== GIVEN ENTRIES

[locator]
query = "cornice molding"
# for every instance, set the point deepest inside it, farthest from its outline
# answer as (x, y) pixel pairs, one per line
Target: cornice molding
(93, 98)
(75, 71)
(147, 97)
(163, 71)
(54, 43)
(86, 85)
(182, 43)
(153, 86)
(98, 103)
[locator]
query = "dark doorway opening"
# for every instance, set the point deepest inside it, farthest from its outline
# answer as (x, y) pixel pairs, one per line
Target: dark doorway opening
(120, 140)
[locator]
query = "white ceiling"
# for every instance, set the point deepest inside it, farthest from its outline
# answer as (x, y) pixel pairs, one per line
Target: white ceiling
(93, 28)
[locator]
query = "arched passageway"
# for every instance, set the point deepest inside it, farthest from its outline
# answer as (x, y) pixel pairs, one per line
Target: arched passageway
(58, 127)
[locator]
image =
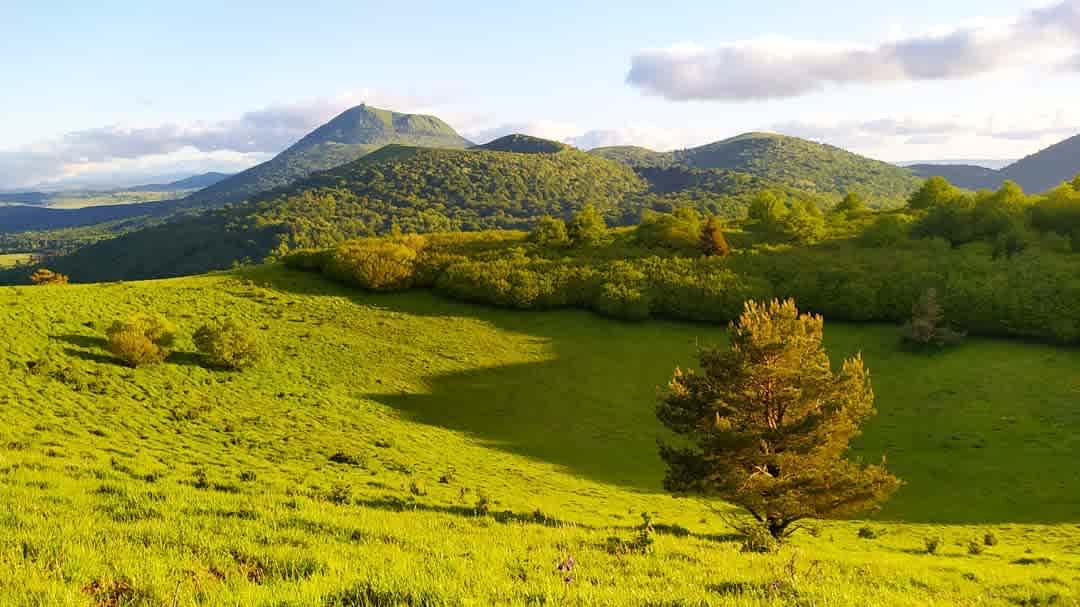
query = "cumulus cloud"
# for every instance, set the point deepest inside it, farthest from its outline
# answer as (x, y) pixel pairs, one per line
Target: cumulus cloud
(770, 68)
(221, 145)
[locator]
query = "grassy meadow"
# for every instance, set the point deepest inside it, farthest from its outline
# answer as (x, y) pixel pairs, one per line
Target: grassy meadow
(13, 259)
(406, 449)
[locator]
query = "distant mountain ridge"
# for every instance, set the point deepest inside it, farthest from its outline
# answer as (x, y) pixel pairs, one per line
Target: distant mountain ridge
(1039, 172)
(350, 135)
(782, 159)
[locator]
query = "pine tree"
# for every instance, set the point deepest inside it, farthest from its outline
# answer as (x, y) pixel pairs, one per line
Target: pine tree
(927, 326)
(768, 422)
(713, 242)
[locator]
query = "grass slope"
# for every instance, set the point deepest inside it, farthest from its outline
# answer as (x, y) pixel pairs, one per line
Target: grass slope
(180, 485)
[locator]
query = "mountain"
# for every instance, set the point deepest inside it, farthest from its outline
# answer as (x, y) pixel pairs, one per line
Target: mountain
(24, 198)
(968, 176)
(412, 188)
(523, 144)
(192, 183)
(784, 160)
(635, 156)
(1047, 169)
(347, 137)
(1037, 173)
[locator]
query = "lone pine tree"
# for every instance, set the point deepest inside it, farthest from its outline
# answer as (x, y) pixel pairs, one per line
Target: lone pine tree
(767, 423)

====

__INSTRUCTIONS TO FOLLOW__
Give all the lines above again, character for character, without pictures.

__TASK RESPONSE__
[locator]
query = "cornice molding"
# for every instance, set the point deepest inside it, farthest from its outline
# answer as (x, y) pixel pairs, one per line
Target: cornice molding
(93, 98)
(75, 71)
(147, 97)
(163, 71)
(54, 43)
(86, 85)
(182, 43)
(153, 86)
(98, 103)
[locator]
query = "dark doorway opening"
# for every instance, set the point deepest inside it, farthest from its outline
# answer as (x, y) pixel pairs, one per line
Target: dark doorway opening
(120, 140)
[locator]
query = "white ceiling"
# for every instance, set the point deepest inside it, farthest from its outline
# answer as (x, y) pixel pairs, one per line
Target: white ceiling
(93, 28)
[locator]
query = "arched passageway"
# for every instance, set the point deepest inside it, farthest from its outline
# answer as (x, y) pixel pairs, one per line
Target: arched passageway
(58, 127)
[locator]
image =
query = "cumulus cloud"
# for every instance, set the point deepest inside it, farthest from its outline
# answer as (x, y) pixel pairs, one per line
Target: cumulus cloud
(770, 68)
(221, 145)
[locator]
query = "grassy meadow"
# for every instance, set the point deepest inside it, farthest from its outline
# answer as (x, y) pixel pairs, one per line
Target: grassy meadow
(13, 259)
(406, 449)
[locator]
query = "distant mountain ridge"
# for every instance, set the point deepest inside it, farthest from its outline
# answer as (x, y) pixel pairs, one per line
Target: distant mountain ridge
(1039, 172)
(350, 135)
(782, 159)
[locator]
query = "pine tree"
# for every instance, set the point deepest inside it, farthest from its outline
# answer as (x, y) pixel pairs, one per line
Target: pine tree
(927, 326)
(768, 422)
(713, 242)
[locator]
query = "grass slope"
# for every instance, set the point deepest inside it, farthest from its outline
# answer as (x, y) pixel pairs, one per line
Target: grass slope
(180, 485)
[locator]
query = "mountain"
# for every instance, set the point deepest inside it, farthest from its outline
# answer as (x, y) pixel pairs, one per line
Target: mountain
(24, 198)
(968, 176)
(412, 188)
(523, 144)
(192, 183)
(784, 160)
(635, 156)
(1047, 169)
(347, 137)
(1037, 173)
[locator]
query = "lone pine tree"
# for every instance, set the point deepest inside it, farthest from its outline
# answer as (x, y) pixel pairs, one per line
Target: lone pine tree
(767, 423)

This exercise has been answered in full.